◆ TEXT PASSAGE
_ _ _ _ _ _ _

Illustration by Juan Alvarado


The strongest challenger was definitely not going to compete. It was obvious. Nearly everyone knew it. So the other players made their preparations accordingly. Then, just before the start of the contest, Arnold Schwarzenegger stunned nearly everyone by announcing that he was in after all.


Sounds like the 2003 California governor’s race. It also happened in the 1980 Mr. Olympia contest. Schwarzenegger had been retired from competitive bodybuilding for five years before coming back to win his seventh Mr. Olympia title, a record that still stands. (The canny Schwarzenegger always emphasizes his five Mr. Universe titles now but the most prestigious world championship is Mr. Olympia, a rather, well, Aryan-sounding name.) Scheduled to be a commentator at the event, Schwarzenegger surprised the field by showing up in Australia as a competitor instead.

_ _ _ _ _ _ _

◆ DIRECTIONS
A) In the passage about Schwarzenegger's 1980 Mr. Olympia comeback, how many years had he been retired from competitive bodybuilding before he returned?
B) Please extend the passage about Schwarzenegger's 1980 Mr. Olympia comeback, picking up right after its last sentence.

_ _ _ _ _ _ _

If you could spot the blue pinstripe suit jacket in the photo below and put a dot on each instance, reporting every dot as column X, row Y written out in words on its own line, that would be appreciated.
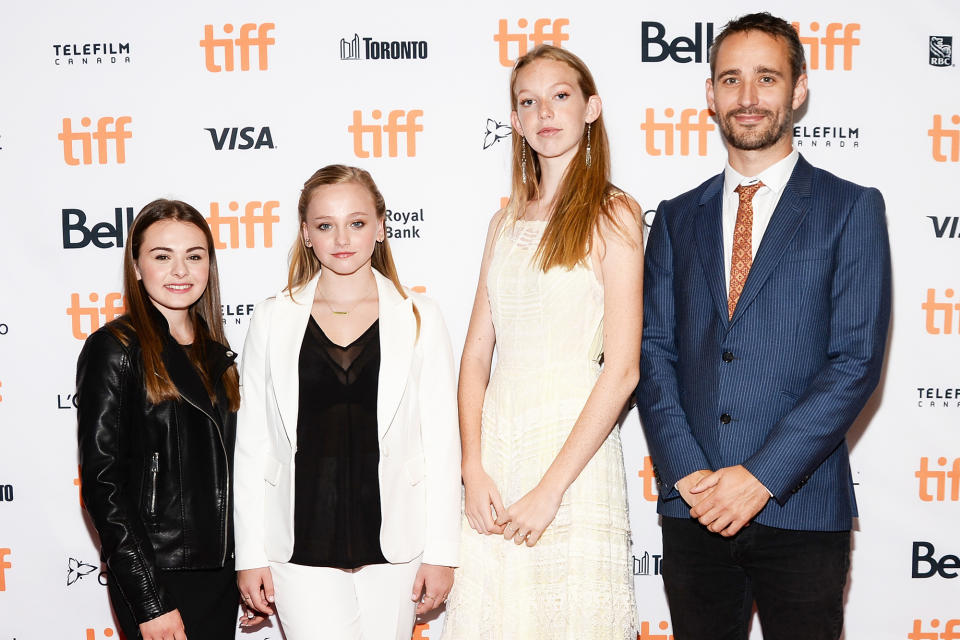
column 807, row 340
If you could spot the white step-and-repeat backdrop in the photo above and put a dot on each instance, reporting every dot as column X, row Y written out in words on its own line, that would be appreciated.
column 232, row 105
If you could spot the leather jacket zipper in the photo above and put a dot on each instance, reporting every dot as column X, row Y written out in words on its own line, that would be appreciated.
column 226, row 512
column 154, row 471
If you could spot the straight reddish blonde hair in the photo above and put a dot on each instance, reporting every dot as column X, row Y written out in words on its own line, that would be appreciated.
column 585, row 195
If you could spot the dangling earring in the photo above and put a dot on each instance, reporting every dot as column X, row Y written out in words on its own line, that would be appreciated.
column 523, row 159
column 589, row 159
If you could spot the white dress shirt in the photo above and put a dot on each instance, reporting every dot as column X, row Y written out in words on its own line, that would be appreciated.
column 765, row 200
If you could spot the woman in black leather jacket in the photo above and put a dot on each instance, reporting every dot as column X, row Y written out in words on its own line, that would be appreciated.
column 157, row 395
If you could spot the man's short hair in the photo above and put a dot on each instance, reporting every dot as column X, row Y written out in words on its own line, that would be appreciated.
column 770, row 25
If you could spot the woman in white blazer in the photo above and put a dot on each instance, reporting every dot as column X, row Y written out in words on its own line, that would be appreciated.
column 347, row 464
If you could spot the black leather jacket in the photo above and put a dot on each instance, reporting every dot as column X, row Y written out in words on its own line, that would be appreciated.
column 156, row 479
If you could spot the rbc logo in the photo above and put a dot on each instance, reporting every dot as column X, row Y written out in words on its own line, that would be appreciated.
column 540, row 35
column 692, row 121
column 103, row 234
column 830, row 41
column 651, row 35
column 95, row 316
column 398, row 121
column 940, row 136
column 221, row 136
column 108, row 130
column 249, row 219
column 243, row 44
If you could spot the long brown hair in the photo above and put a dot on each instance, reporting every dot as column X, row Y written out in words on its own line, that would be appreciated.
column 205, row 313
column 585, row 194
column 304, row 263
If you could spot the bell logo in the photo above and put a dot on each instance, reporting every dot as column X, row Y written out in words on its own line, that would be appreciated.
column 649, row 477
column 95, row 316
column 249, row 219
column 243, row 44
column 108, row 129
column 951, row 630
column 398, row 121
column 692, row 121
column 941, row 136
column 939, row 480
column 545, row 30
column 938, row 316
column 646, row 634
column 830, row 42
column 4, row 565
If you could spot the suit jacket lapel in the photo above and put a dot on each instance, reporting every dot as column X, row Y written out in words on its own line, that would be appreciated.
column 709, row 234
column 398, row 329
column 288, row 325
column 786, row 219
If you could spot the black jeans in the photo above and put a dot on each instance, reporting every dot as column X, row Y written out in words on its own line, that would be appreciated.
column 795, row 577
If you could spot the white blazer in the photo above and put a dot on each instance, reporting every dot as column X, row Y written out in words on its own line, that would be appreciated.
column 416, row 421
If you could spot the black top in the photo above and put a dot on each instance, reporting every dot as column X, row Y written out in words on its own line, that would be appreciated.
column 336, row 521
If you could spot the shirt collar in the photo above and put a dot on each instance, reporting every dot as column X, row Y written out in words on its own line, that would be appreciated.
column 774, row 177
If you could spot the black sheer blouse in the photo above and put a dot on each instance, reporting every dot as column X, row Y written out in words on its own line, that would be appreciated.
column 336, row 519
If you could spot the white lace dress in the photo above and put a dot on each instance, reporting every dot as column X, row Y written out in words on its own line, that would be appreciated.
column 575, row 584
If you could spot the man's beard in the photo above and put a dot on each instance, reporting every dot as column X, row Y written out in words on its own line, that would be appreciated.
column 755, row 138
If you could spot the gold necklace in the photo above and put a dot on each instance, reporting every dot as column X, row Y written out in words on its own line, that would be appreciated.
column 341, row 313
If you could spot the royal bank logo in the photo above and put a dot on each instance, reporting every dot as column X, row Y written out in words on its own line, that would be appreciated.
column 496, row 131
column 78, row 233
column 648, row 564
column 404, row 224
column 368, row 48
column 240, row 138
column 826, row 137
column 95, row 53
column 655, row 46
column 941, row 51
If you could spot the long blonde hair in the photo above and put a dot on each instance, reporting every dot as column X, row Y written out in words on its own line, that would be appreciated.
column 585, row 195
column 304, row 264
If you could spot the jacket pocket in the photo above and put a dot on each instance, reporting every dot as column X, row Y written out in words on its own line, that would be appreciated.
column 271, row 470
column 152, row 485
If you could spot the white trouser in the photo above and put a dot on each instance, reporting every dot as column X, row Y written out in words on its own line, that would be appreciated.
column 369, row 603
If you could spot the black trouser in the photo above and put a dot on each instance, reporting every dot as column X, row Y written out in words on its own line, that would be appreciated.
column 795, row 577
column 208, row 602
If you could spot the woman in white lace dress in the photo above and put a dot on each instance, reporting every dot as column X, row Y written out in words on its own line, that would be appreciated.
column 545, row 549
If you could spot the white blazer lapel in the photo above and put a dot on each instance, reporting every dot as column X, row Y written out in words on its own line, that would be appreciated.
column 398, row 331
column 286, row 337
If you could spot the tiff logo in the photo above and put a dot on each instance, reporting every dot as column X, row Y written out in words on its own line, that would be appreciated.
column 249, row 219
column 649, row 477
column 951, row 630
column 942, row 311
column 692, row 121
column 398, row 121
column 830, row 42
column 504, row 38
column 940, row 226
column 108, row 130
column 244, row 43
column 94, row 315
column 939, row 135
column 942, row 479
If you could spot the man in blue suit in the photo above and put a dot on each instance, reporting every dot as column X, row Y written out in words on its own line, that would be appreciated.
column 767, row 302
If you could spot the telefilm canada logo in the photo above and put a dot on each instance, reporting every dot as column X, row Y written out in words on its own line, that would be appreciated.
column 941, row 51
column 67, row 54
column 826, row 137
column 368, row 48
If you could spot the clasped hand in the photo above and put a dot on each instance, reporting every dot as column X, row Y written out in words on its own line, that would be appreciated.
column 725, row 500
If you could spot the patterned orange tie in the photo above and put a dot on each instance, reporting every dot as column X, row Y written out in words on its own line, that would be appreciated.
column 742, row 255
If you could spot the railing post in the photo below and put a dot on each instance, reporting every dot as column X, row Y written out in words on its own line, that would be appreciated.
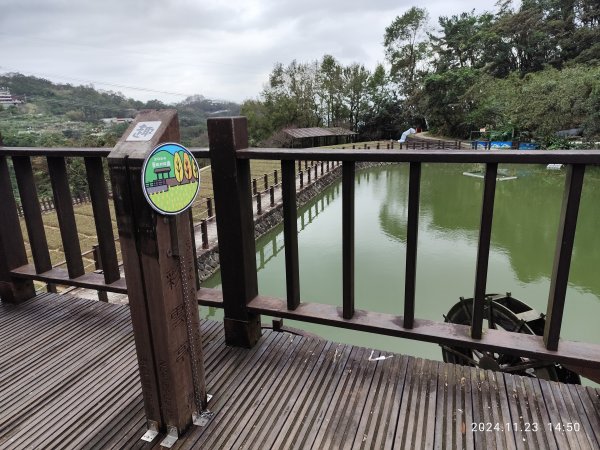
column 160, row 272
column 12, row 245
column 562, row 255
column 235, row 228
column 204, row 232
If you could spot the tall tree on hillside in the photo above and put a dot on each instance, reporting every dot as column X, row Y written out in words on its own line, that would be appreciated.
column 356, row 82
column 406, row 44
column 330, row 89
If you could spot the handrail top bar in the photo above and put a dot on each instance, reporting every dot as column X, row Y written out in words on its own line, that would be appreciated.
column 103, row 152
column 381, row 155
column 446, row 156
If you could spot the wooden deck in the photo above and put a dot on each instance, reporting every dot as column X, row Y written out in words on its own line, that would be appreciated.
column 69, row 379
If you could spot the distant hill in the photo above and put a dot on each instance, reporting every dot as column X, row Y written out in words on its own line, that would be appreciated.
column 63, row 114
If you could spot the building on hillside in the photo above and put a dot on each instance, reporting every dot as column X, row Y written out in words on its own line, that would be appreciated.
column 314, row 137
column 6, row 99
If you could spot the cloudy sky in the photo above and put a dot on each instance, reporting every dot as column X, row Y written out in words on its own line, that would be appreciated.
column 168, row 49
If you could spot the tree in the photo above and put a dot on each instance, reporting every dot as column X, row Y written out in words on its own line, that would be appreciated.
column 355, row 93
column 406, row 45
column 330, row 85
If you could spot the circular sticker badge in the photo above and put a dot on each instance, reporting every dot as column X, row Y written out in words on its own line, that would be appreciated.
column 170, row 178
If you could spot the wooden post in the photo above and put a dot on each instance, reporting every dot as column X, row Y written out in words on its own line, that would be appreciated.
column 12, row 245
column 209, row 207
column 235, row 228
column 160, row 271
column 204, row 231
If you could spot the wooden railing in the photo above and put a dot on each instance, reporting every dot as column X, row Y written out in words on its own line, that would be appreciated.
column 14, row 264
column 243, row 304
column 233, row 191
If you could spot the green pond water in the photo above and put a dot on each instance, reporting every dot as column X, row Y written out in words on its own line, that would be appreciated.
column 526, row 216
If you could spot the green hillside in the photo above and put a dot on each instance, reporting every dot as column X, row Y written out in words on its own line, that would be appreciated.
column 68, row 115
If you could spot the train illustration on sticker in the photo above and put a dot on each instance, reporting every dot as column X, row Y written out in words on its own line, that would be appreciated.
column 170, row 178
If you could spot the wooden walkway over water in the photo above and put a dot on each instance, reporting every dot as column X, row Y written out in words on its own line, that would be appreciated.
column 69, row 379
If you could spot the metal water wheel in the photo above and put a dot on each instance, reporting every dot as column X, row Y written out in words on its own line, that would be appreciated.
column 505, row 313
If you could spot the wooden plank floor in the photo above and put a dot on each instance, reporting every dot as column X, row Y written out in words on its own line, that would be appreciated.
column 68, row 379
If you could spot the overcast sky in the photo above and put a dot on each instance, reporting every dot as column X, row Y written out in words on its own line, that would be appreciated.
column 219, row 49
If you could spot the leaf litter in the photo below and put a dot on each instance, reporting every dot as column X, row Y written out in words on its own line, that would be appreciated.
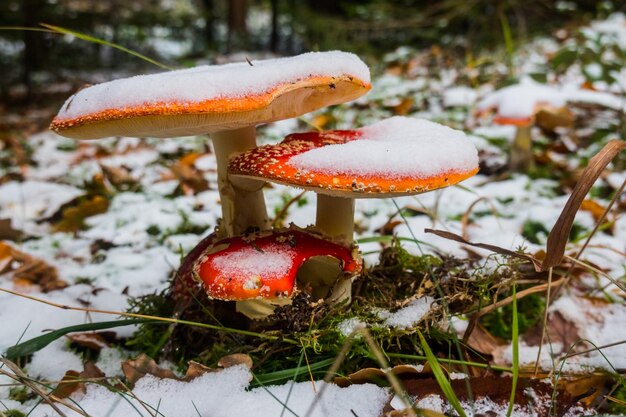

_ _ _ _ _ _ _

◆ THE RESPONSES
A) Five years.

B)
Now, 23 years later, it’s Monday, two days before Arnold Schwarzenegger shocked the media and political worlds by announcing his candidacy for governor on The Tonight Show on Wednesday, August 6, which happens to be Hiroshima Day. I call him up to check in and see if he has any nuclear events in mind. He quickly comes on the line and we discuss the lay of the land. Unlike every other political writer in California, in fact the entire country, I know that Schwarzenegger really does want to run for governor, is trying to make it work, and have reported that. I have more than an inkling that he will not wait until 2006.


He is still weighing a few factors, Schwarzenegger says. Will Senator Dianne Feinstein run, he wonders? I tell him again that I think not, a wild free-for-all campaign is simply not her cup of tea. She is 70 years old, doesn’t enjoy campaigning, does enjoy a well-ordered life, and is a settled-in fixture in the chic salons and chat shows of Washington, D.C.


“You should definitely come down to the show,” says Schwarzenegger. “It will be fun.” I tell him I’m not sure I can make it; I have long-standing plans the next day in San Francisco with my friend Viktoria. After a pause — I know well that people very seldom tell Arnold Schwarzenegger they aren’t sure they can fit him into their schedules — he says, “No, you should come down. It will be great.”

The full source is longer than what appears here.